Supplied data:
>>>
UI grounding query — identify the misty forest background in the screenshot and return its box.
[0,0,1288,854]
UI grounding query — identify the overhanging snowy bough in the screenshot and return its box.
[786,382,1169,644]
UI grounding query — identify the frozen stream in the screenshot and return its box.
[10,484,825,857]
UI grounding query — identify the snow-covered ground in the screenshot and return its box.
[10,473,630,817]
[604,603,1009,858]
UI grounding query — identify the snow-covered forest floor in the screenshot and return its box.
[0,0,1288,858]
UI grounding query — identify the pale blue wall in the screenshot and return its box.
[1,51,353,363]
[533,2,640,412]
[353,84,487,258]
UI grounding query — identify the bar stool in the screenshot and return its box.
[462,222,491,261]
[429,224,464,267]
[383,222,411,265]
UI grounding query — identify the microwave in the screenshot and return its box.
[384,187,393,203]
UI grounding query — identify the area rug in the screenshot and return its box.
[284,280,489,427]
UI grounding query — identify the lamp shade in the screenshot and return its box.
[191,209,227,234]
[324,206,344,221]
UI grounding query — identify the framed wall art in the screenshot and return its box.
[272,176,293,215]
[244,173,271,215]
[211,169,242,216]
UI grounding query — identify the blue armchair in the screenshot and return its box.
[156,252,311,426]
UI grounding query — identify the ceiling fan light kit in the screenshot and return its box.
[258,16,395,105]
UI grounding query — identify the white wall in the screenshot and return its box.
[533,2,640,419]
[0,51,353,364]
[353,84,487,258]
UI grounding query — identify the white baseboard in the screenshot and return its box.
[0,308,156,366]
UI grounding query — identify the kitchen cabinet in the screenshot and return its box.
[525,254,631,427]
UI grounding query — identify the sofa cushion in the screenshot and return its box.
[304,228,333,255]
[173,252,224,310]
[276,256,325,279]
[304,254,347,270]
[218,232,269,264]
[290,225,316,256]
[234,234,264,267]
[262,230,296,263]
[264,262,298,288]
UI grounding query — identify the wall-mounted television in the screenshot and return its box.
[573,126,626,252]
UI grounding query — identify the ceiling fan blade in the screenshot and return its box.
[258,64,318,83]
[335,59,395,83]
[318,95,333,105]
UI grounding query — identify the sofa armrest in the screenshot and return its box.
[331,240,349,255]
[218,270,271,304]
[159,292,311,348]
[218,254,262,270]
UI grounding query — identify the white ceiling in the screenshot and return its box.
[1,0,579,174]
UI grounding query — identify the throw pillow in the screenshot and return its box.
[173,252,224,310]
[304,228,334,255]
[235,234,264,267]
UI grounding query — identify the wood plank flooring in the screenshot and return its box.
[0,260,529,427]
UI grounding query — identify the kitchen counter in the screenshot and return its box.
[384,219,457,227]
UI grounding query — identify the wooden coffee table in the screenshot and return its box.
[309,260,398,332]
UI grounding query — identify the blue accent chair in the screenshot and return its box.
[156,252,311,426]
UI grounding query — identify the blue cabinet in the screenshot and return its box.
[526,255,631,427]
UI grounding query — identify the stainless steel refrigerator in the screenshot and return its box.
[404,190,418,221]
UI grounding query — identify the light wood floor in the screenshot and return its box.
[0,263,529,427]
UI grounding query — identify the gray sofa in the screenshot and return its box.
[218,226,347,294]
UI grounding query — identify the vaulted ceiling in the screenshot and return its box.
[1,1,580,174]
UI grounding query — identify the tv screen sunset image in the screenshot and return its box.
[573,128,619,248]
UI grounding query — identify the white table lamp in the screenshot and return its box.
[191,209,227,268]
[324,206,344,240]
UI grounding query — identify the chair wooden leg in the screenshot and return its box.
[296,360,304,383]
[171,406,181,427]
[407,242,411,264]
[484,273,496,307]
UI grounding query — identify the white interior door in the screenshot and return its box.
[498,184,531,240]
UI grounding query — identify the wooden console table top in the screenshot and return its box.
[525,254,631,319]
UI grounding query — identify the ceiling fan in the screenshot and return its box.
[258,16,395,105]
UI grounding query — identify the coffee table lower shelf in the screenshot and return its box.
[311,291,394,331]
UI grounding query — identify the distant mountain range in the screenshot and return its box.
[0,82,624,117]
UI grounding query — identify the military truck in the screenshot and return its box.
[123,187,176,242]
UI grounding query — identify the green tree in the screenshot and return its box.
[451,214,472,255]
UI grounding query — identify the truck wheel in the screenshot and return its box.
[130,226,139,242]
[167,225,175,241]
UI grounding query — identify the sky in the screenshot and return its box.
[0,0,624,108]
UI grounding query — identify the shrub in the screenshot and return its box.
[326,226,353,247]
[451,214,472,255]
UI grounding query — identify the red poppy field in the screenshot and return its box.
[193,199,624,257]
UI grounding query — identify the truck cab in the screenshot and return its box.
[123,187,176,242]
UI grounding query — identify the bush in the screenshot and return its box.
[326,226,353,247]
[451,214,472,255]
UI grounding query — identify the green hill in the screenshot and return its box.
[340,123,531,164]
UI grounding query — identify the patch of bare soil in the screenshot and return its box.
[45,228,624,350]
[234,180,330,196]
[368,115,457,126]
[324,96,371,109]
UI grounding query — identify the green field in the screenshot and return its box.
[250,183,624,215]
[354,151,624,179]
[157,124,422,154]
<<<
Rewrite the material above as a numbered list with no blank lines.

Completed exercise:
1. UI grounding query — identify the misty forest background in the screenshot and return its box.
2. [0,0,1288,854]
3. UI grounding query — identify the overhanging snowy bough in the screenshot and return its box.
4. [786,382,1169,644]
5. UI grounding query — identify the frozen stream in the screenshot and return its box.
6. [10,484,825,857]
7. UI grounding query — identify the snow-covered ground in the screenshot and return its box.
8. [10,473,630,817]
9. [604,603,1009,858]
10. UI grounding query — identify the snow-covered forest floor in the screenshot and return its box.
11. [0,0,1288,858]
12. UI grounding query — identify the pale blue wall in the screenshot and return its box.
13. [1,51,353,363]
14. [533,2,640,412]
15. [353,84,487,258]
16. UI grounding query — identify the bar stool in the screenshot and return its box.
17. [462,222,491,261]
18. [429,224,464,267]
19. [383,222,411,265]
20. UI grounding query — identify the microwave in the screenshot and return its box.
21. [384,187,393,203]
22. UI grounding query — identify the area rug in the screenshot and return its box.
23. [284,280,489,427]
24. UI grounding query — identify the lamp shade in the screenshot and return its box.
25. [191,209,227,234]
26. [324,206,344,221]
27. UI grounding query — identify the framed wall art in the screenshot and return its box.
28. [272,176,293,215]
29. [244,173,271,215]
30. [211,169,242,216]
31. UI grounding query — identify the blue armchair in the screenshot and return its box.
32. [156,252,311,426]
33. UI grounding query — identify the ceiling fan light kit in the screenshot and return its box.
34. [258,16,395,105]
35. UI grounding query — identify the white wall in the screenshot and return its box.
36. [533,2,640,419]
37. [0,51,353,364]
38. [353,84,487,258]
39. UI grounding query — identify the white baseboard in the screenshot and return its box.
40. [0,308,156,366]
41. UI grounding query — identify the kitchen cabinet in the screenshot and return its box.
42. [525,254,631,427]
43. UI grounding query — identify the sofa cushion in the screenshot and return its box.
44. [304,228,333,255]
45. [173,252,224,310]
46. [276,256,325,279]
47. [304,254,347,270]
48. [218,232,269,264]
49. [290,225,316,256]
50. [234,234,264,267]
51. [262,230,296,263]
52. [264,262,298,288]
53. UI grounding query — identify the wall-mounted television in the screenshot and return its box.
54. [573,126,626,252]
55. UI grounding query — identify the ceiling fan blade in the screenshot and return its box.
56. [258,64,318,83]
57. [335,59,395,83]
58. [318,95,333,105]
59. UI grounding query — identify the sofa armrest in the screenshot and return its box.
60. [331,240,349,255]
61. [218,270,271,304]
62. [159,292,311,348]
63. [218,254,262,270]
64. UI grounding query — identify the white ceiling in the screenshot and return its box.
65. [1,0,579,174]
66. UI grounding query — identify the throw pillow in the screenshot and return its box.
67. [173,252,224,310]
68. [304,228,334,255]
69. [235,234,264,267]
70. UI grounding query — identify the wood plank flooring in the screenshot and return its box.
71. [0,260,529,427]
72. UI grounding query — identify the kitchen counter in the screenshot and return its box.
73. [384,219,457,227]
74. UI grounding query — identify the wooden coffee table in the screenshot and return its box.
75. [309,260,398,332]
76. UI grounding query — identify the blue accent chair in the screenshot and return its box.
77. [156,252,311,426]
78. UI grounding query — identify the blue cabinet in the screenshot and return its box.
79. [526,255,631,427]
80. UI grounding query — identify the stainless steel refrigerator in the screenshot and return its box.
81. [404,190,418,221]
82. UI grounding query — identify the light wood floor in the screenshot and return its box.
83. [0,263,529,427]
84. UI grounding query — identify the gray sofa in the screenshot and return its box.
85. [218,226,347,294]
86. UI grounding query — identify the vaulted ceiling in the screenshot and return its box.
87. [1,1,580,174]
88. UI grounding query — identify the tv screen sunset image in the screenshot and return its box.
89. [573,128,619,248]
90. UI grounding query — identify the white table lamp in the screenshot and return its box.
91. [191,209,227,268]
92. [324,206,344,240]
93. UI grounding query — identify the chair wooden leg in the screenshot and return its box.
94. [296,360,304,383]
95. [171,406,181,427]
96. [407,242,411,264]
97. [484,273,496,307]
98. UI grounding query — identify the white interior door in the screenshot and return its box.
99. [498,184,531,240]
100. UI grounding query — identify the wooden console table top in the screenshot and return its box.
101. [525,254,631,319]
102. UI grounding query — identify the ceiling fan in the screenshot and return its box.
103. [258,16,395,105]
104. UI grounding query — identify the coffee table lower shelf in the screenshot and return its box.
105. [311,291,394,331]
106. UI grounding query — identify the distant mountain range in the screenshot and return its box.
107. [0,82,624,117]
108. UI grounding query — identify the military truck in the screenshot and return its box.
109. [123,187,176,242]
110. UI grounding query — identify the green tree in the screenshot and return its box.
111. [451,214,472,255]
112. UI grounding query — identify the truck wheel in the screenshot and return its box.
113. [130,226,139,242]
114. [167,225,175,241]
115. UI grounding query — identify the sky in the screenshot and return its box.
116. [0,0,624,108]
117. UI grounding query — identify the shrub in the screenshot and return its box.
118. [326,226,353,247]
119. [451,214,472,255]
120. UI grounding query — identify the red poppy field in the screenshot and return its box.
121. [193,199,624,257]
122. UI grounding query — identify the truck cab in the screenshot and return its box.
123. [123,187,176,242]
124. UI grounding query — identify the bush in the screenshot and return its box.
125. [326,226,353,247]
126. [451,214,472,255]
127. UI grounding query — identify the green hill in the screenshot and return its box.
128. [340,123,531,164]
129. UI grounding query — identify the patch of bare soil in the screenshot and return its box.
130. [45,228,624,350]
131. [234,180,330,196]
132. [368,115,457,126]
133. [324,96,371,109]
134. UI grounding query — identify the green field in the screenshot and return its box.
135. [250,183,624,215]
136. [354,151,624,179]
137. [157,124,422,154]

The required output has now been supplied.